Exercise directions:
Count the lines in the records below that contain the string "brown", and give only that number.

[Records]
========================
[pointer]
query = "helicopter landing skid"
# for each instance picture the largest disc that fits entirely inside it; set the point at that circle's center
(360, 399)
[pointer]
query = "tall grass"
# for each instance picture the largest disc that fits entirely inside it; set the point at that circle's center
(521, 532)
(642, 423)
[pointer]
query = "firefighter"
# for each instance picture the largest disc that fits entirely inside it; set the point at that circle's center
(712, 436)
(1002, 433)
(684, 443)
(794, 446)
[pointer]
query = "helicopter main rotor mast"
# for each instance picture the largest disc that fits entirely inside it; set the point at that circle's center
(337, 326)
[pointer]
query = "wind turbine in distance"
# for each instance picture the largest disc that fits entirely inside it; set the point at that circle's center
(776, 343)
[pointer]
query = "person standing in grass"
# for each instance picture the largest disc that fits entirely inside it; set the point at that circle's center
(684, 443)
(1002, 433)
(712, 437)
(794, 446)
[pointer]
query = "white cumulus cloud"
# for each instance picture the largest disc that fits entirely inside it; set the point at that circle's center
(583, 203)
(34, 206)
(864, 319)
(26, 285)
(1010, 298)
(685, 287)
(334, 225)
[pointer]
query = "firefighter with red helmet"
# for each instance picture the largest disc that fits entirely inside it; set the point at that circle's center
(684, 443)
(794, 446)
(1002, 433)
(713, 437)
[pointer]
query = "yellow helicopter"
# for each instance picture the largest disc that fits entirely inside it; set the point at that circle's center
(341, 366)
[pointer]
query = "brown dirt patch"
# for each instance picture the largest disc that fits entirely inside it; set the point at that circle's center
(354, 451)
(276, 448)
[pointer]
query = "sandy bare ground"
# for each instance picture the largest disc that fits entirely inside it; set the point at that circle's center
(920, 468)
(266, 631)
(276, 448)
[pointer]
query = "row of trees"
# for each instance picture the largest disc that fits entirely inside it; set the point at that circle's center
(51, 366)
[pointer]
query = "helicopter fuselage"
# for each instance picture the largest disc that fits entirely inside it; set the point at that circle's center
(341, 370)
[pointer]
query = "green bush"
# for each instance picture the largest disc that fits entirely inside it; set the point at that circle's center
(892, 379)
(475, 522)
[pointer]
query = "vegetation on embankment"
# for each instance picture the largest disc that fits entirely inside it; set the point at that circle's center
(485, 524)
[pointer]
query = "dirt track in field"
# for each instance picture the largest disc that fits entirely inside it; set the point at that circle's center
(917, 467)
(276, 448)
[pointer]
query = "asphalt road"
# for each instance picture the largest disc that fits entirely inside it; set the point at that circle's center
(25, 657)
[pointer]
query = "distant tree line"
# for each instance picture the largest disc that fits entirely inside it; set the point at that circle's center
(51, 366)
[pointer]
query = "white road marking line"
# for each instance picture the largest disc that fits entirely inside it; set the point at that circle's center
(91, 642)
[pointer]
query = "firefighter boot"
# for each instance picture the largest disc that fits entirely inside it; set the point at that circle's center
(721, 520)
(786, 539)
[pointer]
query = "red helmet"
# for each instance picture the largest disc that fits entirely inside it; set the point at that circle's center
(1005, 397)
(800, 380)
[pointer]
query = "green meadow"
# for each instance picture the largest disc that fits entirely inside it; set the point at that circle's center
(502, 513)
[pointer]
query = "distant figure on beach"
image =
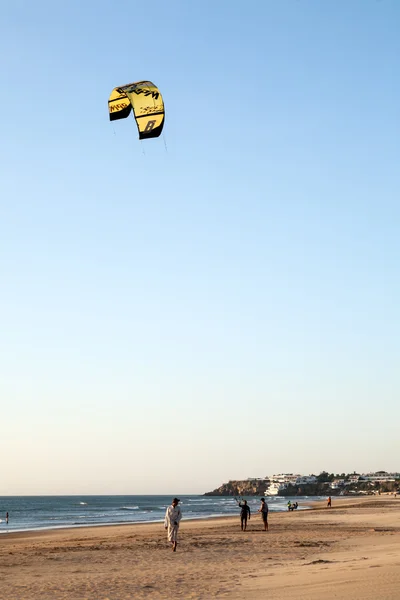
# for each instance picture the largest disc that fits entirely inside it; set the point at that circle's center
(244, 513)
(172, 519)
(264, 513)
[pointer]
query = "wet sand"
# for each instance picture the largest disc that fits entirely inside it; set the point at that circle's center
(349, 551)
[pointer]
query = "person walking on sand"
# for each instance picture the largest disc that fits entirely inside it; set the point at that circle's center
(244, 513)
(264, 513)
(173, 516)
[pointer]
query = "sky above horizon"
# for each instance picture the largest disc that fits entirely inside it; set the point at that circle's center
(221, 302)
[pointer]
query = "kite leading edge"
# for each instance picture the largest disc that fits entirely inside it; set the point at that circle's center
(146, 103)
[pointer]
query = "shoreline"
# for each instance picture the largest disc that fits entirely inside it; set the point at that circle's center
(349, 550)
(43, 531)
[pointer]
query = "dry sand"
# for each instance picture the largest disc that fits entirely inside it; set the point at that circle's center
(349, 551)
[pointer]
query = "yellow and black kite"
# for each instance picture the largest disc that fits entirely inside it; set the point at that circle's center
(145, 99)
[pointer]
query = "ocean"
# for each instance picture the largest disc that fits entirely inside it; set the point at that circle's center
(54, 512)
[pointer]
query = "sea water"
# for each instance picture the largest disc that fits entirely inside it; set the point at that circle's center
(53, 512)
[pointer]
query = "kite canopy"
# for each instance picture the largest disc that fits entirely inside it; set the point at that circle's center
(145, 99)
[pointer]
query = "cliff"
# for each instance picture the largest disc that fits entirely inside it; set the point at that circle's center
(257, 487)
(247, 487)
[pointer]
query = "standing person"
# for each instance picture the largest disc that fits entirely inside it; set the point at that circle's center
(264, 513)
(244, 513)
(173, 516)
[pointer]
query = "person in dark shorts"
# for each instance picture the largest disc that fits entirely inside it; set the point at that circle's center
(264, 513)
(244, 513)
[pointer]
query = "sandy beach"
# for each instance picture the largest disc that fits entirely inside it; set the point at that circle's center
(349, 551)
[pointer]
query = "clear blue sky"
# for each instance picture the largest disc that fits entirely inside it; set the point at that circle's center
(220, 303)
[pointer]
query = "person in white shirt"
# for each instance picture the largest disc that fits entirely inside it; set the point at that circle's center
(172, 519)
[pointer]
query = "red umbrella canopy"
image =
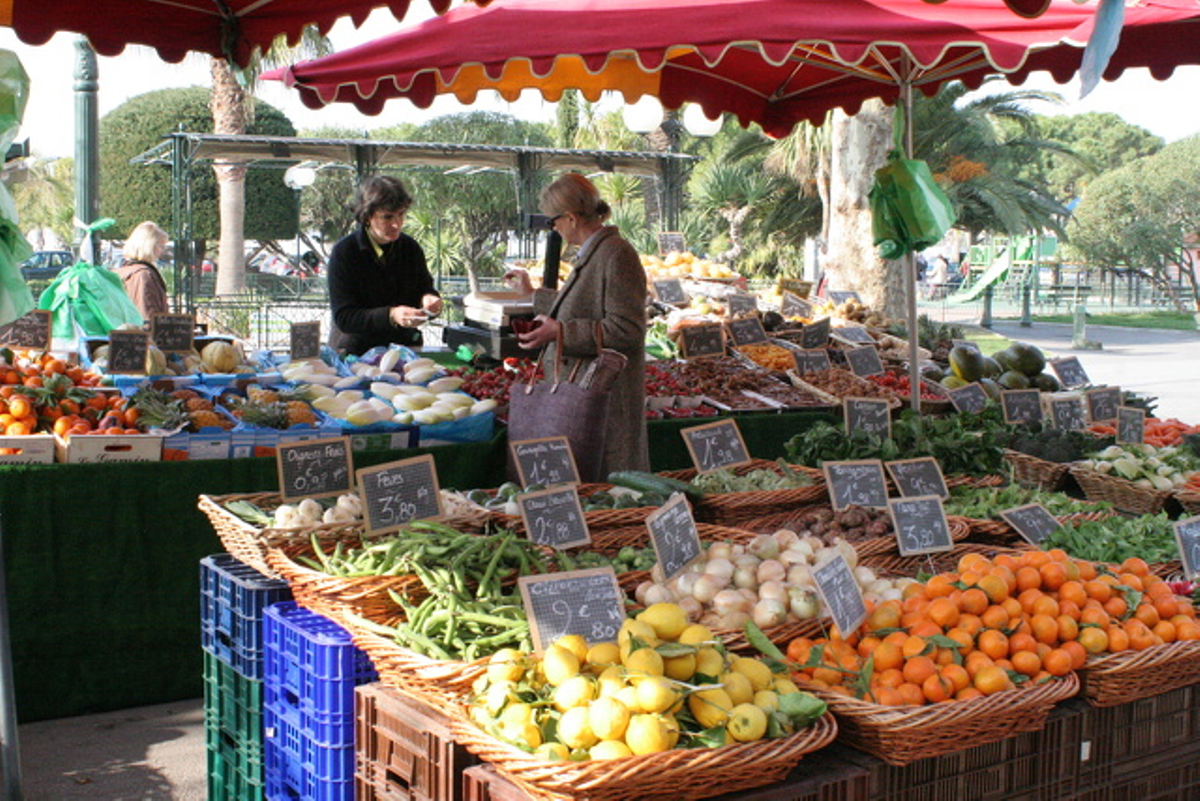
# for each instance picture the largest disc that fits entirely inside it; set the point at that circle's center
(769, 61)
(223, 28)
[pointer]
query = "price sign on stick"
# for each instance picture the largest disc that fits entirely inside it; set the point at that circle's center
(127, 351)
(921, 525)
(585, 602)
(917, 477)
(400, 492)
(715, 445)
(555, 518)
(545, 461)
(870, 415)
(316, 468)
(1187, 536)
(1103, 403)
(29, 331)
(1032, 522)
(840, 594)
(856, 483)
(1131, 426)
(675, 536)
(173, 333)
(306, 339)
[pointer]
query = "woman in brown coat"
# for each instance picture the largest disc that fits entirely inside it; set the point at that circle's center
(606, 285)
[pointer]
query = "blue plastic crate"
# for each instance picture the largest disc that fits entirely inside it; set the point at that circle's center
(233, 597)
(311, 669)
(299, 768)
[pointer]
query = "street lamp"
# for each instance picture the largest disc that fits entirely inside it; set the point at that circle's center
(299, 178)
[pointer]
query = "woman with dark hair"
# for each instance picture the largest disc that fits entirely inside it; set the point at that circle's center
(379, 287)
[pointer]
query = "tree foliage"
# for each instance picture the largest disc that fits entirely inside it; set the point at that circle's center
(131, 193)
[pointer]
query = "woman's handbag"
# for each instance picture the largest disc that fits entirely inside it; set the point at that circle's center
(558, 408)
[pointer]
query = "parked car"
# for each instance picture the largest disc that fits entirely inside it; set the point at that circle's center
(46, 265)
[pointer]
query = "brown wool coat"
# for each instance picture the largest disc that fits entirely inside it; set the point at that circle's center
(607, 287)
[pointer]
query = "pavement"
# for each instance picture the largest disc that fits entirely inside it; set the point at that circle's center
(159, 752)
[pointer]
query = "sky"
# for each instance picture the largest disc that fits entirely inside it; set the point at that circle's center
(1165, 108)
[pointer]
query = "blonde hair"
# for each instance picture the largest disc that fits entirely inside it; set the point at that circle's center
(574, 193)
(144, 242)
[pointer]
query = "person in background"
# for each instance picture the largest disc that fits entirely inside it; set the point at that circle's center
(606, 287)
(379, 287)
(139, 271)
========================
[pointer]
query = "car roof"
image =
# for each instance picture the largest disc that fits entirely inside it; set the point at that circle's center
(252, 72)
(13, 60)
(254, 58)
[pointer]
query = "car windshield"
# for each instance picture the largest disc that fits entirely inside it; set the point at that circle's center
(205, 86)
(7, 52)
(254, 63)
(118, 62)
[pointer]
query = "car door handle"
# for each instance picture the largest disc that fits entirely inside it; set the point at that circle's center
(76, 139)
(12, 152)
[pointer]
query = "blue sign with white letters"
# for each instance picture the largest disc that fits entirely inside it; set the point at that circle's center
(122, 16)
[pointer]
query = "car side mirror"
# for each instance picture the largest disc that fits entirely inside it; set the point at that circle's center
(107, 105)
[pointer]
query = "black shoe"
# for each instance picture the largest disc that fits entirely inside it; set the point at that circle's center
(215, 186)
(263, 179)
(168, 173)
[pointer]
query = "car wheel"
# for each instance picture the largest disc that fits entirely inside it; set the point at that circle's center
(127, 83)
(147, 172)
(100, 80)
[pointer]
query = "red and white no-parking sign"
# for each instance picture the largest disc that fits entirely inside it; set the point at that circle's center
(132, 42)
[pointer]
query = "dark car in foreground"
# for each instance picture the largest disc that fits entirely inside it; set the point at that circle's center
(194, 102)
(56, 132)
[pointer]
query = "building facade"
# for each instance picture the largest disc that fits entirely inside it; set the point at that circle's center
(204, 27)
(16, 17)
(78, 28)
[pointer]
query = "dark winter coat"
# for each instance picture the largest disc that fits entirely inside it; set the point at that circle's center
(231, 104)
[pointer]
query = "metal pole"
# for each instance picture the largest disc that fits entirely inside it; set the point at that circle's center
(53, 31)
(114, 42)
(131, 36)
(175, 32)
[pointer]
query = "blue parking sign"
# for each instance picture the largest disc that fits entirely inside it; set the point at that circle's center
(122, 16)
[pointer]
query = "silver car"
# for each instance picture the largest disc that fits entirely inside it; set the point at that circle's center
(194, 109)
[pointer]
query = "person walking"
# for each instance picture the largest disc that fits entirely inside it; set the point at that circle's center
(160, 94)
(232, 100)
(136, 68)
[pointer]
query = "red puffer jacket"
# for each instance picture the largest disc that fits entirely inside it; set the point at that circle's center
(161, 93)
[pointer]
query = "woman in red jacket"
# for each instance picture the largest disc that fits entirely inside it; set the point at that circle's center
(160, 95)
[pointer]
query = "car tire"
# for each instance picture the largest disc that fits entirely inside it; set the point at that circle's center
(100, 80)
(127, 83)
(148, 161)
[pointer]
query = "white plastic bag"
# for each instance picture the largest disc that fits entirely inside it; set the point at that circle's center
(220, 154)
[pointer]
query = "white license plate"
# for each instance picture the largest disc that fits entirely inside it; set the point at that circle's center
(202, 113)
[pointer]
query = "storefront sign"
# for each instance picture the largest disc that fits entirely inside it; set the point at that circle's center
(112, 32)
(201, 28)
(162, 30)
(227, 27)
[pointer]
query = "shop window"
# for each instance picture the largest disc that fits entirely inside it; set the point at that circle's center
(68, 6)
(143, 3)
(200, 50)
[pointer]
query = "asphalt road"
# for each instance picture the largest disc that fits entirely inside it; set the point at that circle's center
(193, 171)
========================
Answer to the task:
3